Materials provided:
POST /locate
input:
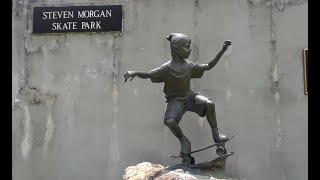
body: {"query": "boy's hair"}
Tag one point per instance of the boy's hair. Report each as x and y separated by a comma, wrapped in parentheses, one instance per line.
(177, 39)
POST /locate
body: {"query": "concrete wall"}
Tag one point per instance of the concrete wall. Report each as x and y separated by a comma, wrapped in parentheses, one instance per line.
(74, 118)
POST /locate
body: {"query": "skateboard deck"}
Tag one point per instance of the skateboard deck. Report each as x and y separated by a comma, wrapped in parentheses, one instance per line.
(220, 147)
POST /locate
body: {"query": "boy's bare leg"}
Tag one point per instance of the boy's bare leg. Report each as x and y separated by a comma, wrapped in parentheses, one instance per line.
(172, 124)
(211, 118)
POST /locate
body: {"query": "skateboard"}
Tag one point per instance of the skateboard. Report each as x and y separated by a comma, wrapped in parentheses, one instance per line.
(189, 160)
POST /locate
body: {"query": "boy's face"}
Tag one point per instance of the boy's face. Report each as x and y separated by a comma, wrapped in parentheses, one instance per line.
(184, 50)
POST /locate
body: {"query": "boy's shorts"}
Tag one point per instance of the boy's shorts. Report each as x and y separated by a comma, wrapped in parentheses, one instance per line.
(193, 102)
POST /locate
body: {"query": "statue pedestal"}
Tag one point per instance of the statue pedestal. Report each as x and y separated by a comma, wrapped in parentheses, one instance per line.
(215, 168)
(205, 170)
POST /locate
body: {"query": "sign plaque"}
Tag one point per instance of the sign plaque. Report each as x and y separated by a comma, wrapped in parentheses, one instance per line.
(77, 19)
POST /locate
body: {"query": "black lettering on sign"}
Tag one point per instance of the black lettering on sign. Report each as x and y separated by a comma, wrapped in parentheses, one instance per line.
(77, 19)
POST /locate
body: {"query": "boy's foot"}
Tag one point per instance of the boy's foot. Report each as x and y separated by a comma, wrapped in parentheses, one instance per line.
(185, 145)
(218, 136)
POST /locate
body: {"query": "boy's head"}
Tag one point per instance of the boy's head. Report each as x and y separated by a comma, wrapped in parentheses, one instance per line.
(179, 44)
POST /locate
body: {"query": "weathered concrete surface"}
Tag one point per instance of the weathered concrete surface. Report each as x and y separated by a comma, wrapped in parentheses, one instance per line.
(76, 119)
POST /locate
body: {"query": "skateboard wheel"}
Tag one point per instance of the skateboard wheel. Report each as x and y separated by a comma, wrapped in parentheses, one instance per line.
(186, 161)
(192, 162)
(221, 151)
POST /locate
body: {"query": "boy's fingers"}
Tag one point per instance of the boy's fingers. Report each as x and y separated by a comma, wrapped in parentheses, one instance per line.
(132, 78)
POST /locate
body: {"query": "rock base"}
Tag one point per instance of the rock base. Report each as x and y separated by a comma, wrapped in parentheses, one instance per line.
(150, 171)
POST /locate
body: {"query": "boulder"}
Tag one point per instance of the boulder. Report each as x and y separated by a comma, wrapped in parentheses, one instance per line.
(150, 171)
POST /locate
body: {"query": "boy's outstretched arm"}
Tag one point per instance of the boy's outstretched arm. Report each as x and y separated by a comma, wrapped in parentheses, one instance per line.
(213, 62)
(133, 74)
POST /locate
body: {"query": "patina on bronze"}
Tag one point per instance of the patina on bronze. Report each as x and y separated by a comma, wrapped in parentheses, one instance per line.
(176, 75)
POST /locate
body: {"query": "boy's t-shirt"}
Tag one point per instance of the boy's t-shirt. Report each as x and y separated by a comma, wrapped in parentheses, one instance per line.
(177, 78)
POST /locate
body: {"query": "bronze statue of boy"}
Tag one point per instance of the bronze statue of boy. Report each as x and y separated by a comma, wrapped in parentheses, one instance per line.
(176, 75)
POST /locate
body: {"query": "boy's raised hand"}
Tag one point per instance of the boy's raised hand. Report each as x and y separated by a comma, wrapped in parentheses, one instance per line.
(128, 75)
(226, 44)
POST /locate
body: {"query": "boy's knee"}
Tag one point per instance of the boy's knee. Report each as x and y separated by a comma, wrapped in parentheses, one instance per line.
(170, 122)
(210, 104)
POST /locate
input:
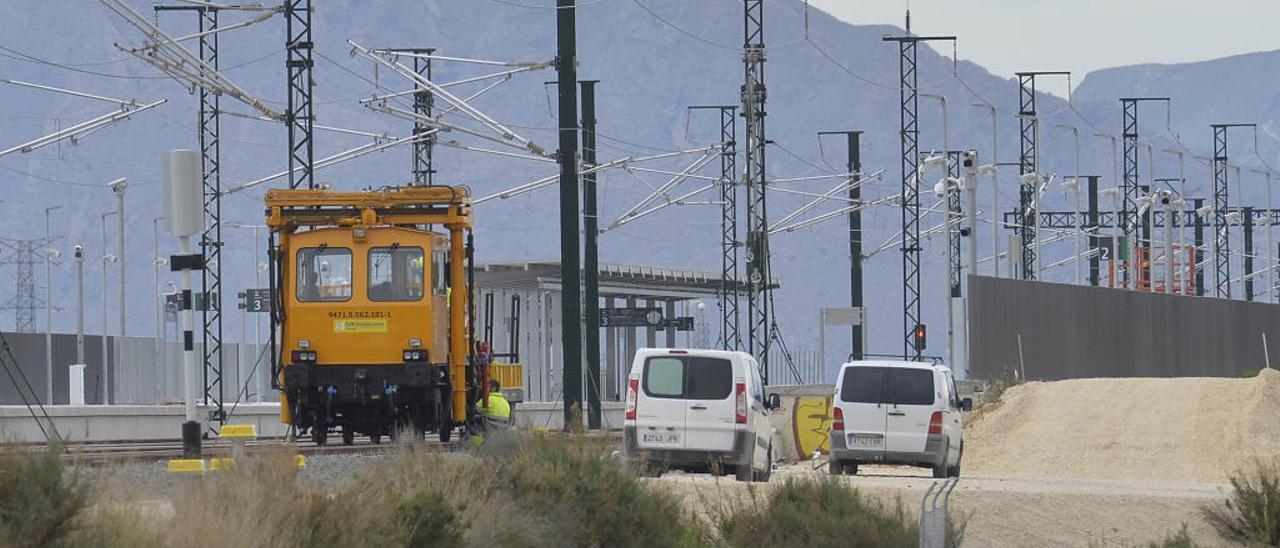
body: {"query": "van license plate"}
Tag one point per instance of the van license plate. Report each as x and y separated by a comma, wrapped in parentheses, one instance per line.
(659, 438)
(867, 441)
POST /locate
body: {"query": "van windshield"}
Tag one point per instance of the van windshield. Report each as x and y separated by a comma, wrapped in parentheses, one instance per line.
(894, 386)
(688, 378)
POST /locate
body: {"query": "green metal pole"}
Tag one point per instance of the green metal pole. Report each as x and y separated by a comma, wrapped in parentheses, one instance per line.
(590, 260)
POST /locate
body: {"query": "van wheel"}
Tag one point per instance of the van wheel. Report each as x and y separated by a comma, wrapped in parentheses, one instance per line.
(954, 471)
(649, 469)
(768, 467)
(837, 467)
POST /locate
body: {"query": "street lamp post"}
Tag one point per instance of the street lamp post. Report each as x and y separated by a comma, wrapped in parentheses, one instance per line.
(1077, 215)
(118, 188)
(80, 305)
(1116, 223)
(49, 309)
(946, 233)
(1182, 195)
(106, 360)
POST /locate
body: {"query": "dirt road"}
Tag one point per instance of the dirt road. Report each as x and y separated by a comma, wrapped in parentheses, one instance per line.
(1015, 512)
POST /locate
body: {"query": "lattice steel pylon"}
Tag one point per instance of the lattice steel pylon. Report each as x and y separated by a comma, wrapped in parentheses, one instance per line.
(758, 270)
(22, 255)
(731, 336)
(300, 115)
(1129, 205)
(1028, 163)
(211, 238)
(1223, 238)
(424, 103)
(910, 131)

Task details: Verbatim copy without images: write the records above out in full.

Solution:
POST /locate
input:
body: {"query": "boy's hair"}
Tag one point per instance of the boy's hair. Report each as x and y separated by a comma, wrapped in parentheses, one instance per line.
(177, 39)
POST /locate
body: {"query": "concrete wall"}
Tag one point per instance of the concrete wall. Report each as x and y separated by a comma, wrapped in parentheses, one instance per line.
(74, 118)
POST /locate
body: {"query": "skateboard deck"}
Tag one point per instance of the skateboard deck. Report each as x and y separated by a comma, wrapped in parentheses, one instance per line.
(220, 147)
POST /locate
body: {"query": "boy's bare leg"}
Tag one point per instance of the boy's bare leg. Report each as x and y separated by a comma, wrapped in parentheses, one instance per line.
(172, 124)
(211, 118)
POST /locate
body: {"query": "skateboard"}
Tag one point per instance of the skateboard. Report each as x and y separated by a comma, wrapped in parentheses, one instance per line.
(189, 160)
POST /locate
body: {"query": "boy's face"}
Tag one point per instance of the boy's face. Report each as x and y separated by a comma, wrapped in parentheses, one instance per line.
(184, 50)
POST /locate
body: {"query": "boy's shorts"}
Tag one point per instance of the boy's shorts. Report each as x and y separated by a comma, wrapped in parentheses, one instance per line.
(193, 102)
POST /locate
body: {"query": "statue pedestal"}
Tag one point per instance of the statue pedestal. Report each as x and y separated by a comma, wrapped in parentheses, one instance per line.
(215, 168)
(205, 170)
POST /locate
body: {"query": "sign plaque"}
Tag one point per instance of the sign plaque. Report each as x and y separated by a comma, wrapped in parentheses, one instance per line.
(77, 19)
POST /locate
body: {"query": "black lettering on sign"}
Tag one point per instance of the black lettering on sign. Report each as x and y separated by a comma, wrapped in parentheses, one instance per line.
(77, 19)
POST /locate
body: {"query": "boy's foot"}
Tag one point per instance of the boy's foot. Report each as x and y separated by a comma, wrapped in parentheses, one instance per line.
(185, 145)
(218, 136)
POST /locate
body: {"query": "boy's head"}
Tag one point per instance of the boy's head. Report each as x and y separated by a comma, wrapped in parentheses, one instance per line.
(179, 44)
POST /locate
body: {"query": "weathered concrete surface"}
Tag one point per instance of the weathered concrete surface. Report each as x and y separated by a comma, wrapped in parentheses, one instance per line.
(76, 119)
POST /locate
body: {"query": "skateboard wheel"}
Tag one point per instance of the skateboard wheel. Report each as x and y separated by a comma, wrapped in parentheses, one instance per line.
(186, 161)
(192, 162)
(221, 151)
POST /locate
body: {"query": "boy's fingers"}
Tag one point per instance of the boy's fingers. Report each as x and y separated by a comma, wrapped in parentheses, one instance per line.
(132, 78)
POST /locate
body: {"query": "rock base"}
Tag one point per instance of the rock base. Report each as x and y separated by a comma, wrapped in parentheses, one instance per line.
(150, 171)
POST /locate
body: {"query": "boulder"}
Tag one point per instance of the boulder. Report each as x and y separated by a comma, wrapped in parentheses, one instance per line.
(150, 171)
POST /locate
body: {"query": "boy's outstretched arm"}
Tag one point per instance of the boy's outstretched arm. Report each as x and y separated by a comma, wrapped in parentheses, one instance per line.
(213, 62)
(133, 74)
POST /locate
body: {"query": "patina on bronze"}
Tag one point per instance of the patina on bronze. Report each as x and y separated by a comma, wrapped in parentheses, one instance per line.
(176, 75)
POST /locate
body: {"query": "boy's t-shirt"}
Tag one point per instance of the boy's t-shirt. Report each as x and y separated by a comma, wrapped in parentheses, one instance per line.
(177, 78)
POST /locate
body: {"query": "bronze statue of boy"}
Tag one point per instance of the bronze statue of boy. Report each as x and y separated by a comma, wrapped in parentheses, one instance per line.
(176, 75)
POST /locate
body: {"query": "boy's raised hand"}
Tag one point per instance of the boy's raised hand. Report each as x and y separated by a comma, wrapped in parentheses, one instance per line.
(128, 75)
(226, 44)
POST /locate
body: {"query": "boy's knee"}
Tag one point per instance of the boy's knee. Report each as x and y separated by a comma, wrapped in parentheses, one instance per line.
(170, 122)
(210, 104)
POST /locate
input:
body: {"query": "van license plate"}
Tag one point per instance of the van license plate. Report each as x and y separated by a comma, wrapped in parentheses, one instance per line.
(659, 438)
(867, 441)
POST /locate
body: {"query": "van windshield"}
Tag one point per instance of the van windshield. Report each as x and y separated by a comma, wrapped in parentheses, one instance per line.
(894, 386)
(688, 378)
POST /locate
body: {"query": "green metal pole"}
Tag one point per instance of the green metal pole. Report each as x and y separated by a comma, wrapped in parentheses, one instance per line.
(590, 260)
POST /locate
body: {"query": "van wheel"}
Tag one point per instance of the van wheel. Report each as x and y separated by a comma, wrapped in parentheses, one instance per line.
(954, 471)
(649, 469)
(768, 467)
(837, 467)
POST /locate
body: {"query": "street lamp post"}
Tag one point per instance of the street lamp post. Report each as x and y separated by a comma, wrapped in parentheses, one instance per line.
(1077, 215)
(118, 188)
(80, 305)
(1116, 223)
(49, 309)
(946, 233)
(1182, 195)
(106, 360)
POST /locate
body: {"query": "dirt road"}
Tag one point per instance of the dirt road. Report each as x and y separated by a comma, wrapped in parentheses, one instance per line.
(1015, 512)
POST /locate
body: {"query": "lattice steel pylon"}
Tag one point per instance of the lattice steel pylon. Report each as x and y separated by a comma, wrapped in parentheses, one instance per line.
(758, 270)
(22, 255)
(731, 336)
(300, 115)
(1129, 205)
(1028, 163)
(211, 238)
(1223, 238)
(424, 103)
(910, 131)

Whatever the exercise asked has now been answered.